Investors looking to play the e-commerce theme have a new option available to them thanks to the launch of a specialist exchange-traded fund – Global Online Retail ETF (IBUY).

The ETF tracks the EQM Global Online Retail Growth Index and aims to provide exposure to ‘the rapidly growing online e-commerce market as competitive pricing, shopping convenience, greater product selection and rapid delivery have made online shopping a disruptive technology that continues to exhibit strong growth characteristics, gain market share, and expand globally’.

It’s worth noting that the growth index underlying the ETF has two strict criteria – constituents must make at least 60% of their revenue online, which can include online marketplaces, and they have to meet a certain growth rate in terms of year-on-year sales for a number of quarters.

What this means is that as well as household names such as Amazon.com, ASOS (ASC:AIM), eBay and Netflix, the 47 constituents include a whole slew of lesser-known stocks such as 1-800-Flowers, Fiverr, Overstock.com, Showroomprivé and Verkkokauppa.com. More than 50% of the index is accounted for by the US.

It’s also worth bearing in mind that while online retail may have had a fantastic 2020 in terms of sales momentum, so far this year in share price terms at least the returns haven’t been so good as growth has given way to value in fund managers’ allocation decisions.

VOLATILITY AND COST

The EQM Online Retail Growth index was launched on 17 February 2020, and in a month it has fallen nearly 15%, suggesting this may be quite a volatile product.

### Supplied material
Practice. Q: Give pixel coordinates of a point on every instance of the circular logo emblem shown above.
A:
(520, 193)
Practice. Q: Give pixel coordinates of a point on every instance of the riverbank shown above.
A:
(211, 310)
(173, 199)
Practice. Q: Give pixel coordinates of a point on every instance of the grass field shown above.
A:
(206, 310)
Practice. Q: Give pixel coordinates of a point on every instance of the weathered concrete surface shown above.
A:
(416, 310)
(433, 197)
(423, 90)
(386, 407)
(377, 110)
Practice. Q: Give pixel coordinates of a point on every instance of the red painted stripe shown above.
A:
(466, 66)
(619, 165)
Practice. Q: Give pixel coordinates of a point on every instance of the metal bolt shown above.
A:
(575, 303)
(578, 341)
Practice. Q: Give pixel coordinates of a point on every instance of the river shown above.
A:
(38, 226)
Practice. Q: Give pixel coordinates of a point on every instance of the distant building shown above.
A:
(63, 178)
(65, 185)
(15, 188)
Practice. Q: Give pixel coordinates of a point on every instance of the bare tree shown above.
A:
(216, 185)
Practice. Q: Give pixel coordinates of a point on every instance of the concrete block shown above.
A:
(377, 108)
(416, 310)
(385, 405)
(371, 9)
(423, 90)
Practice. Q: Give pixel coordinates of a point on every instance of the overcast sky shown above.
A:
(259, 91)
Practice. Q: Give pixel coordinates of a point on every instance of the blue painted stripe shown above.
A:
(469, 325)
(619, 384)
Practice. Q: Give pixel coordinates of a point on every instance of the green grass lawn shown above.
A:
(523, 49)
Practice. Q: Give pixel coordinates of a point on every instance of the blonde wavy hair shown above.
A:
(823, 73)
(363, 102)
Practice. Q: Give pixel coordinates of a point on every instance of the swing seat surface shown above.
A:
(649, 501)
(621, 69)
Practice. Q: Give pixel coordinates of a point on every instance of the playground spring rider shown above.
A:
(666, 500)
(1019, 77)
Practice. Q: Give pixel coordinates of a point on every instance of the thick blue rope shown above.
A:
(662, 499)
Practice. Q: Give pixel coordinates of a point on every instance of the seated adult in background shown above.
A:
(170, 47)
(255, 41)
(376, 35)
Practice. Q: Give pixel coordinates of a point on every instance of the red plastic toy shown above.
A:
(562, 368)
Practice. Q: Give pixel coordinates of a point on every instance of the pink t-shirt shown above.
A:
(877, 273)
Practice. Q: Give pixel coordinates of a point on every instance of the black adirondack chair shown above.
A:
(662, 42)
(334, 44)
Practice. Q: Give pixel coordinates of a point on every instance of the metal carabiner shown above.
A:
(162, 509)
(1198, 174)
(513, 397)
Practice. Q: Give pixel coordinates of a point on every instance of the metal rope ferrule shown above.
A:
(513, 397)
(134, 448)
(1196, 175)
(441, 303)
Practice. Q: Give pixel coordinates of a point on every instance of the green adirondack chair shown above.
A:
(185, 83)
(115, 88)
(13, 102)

### Required work
1. Which stocks does the article on the online retail ETF list as lesser-known constituents? Give every one.
2. Can you continue the article on the online retail ETF, picking up right after its final sentence?

### Solved tasks
1. 1-800-Flowers, Fiverr, Overstock.com, Showroomprivé and Verkkokauppa.com

2.
There is no doubt that e-commerce has come on in leaps and bounds thanks to the pandemic – retailers talk about their businesses going through five years of change in five weeks at the outset – and there is also no doubt that some habits formed by shoppers during lockdown will stick.

However, it’s also true that being a successful internet retailer means investing huge amounts in technology, first in order to win customers and then in order to keep them.

By focusing on firms that are growing their sales, the index – and by extension the ETF – should at least avoid owning the stocks which lose out in the scramble for market share.

The index will be weighted by revenue, with a maximum allocation of 25% to emerging markets.

The ETF itself, which is eligible for SIPPs and ISAs, is relatively expensive with an ongoing charge of 0.69%, in part reflecting its greater complexity compared with a product like iShares Core FTSE 100 (ISF) which has an ongoing charge of just 0.07%.